**Records supplied**

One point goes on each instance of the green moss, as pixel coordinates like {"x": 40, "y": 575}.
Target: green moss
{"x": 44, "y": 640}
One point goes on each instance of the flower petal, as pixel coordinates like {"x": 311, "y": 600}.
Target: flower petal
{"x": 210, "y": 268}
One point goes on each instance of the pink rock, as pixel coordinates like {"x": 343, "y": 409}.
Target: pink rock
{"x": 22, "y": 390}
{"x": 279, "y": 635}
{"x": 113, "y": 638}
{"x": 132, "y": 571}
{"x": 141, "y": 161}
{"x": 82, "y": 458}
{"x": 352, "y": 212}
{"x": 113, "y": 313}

**What the task asks**
Repeat every line of the entries above verbatim.

**Exercise solution**
One point goes on each instance of the green moss, as pixel coordinates like {"x": 40, "y": 575}.
Target: green moss
{"x": 44, "y": 640}
One point goes on each instance of the flower petal, as pixel coordinates like {"x": 311, "y": 600}.
Target: flower petal
{"x": 210, "y": 268}
One point goes on each instance of the pink rock, as pixel coordinates like {"x": 343, "y": 409}.
Target: pink rock
{"x": 22, "y": 390}
{"x": 279, "y": 635}
{"x": 113, "y": 638}
{"x": 132, "y": 571}
{"x": 141, "y": 161}
{"x": 82, "y": 458}
{"x": 352, "y": 212}
{"x": 113, "y": 313}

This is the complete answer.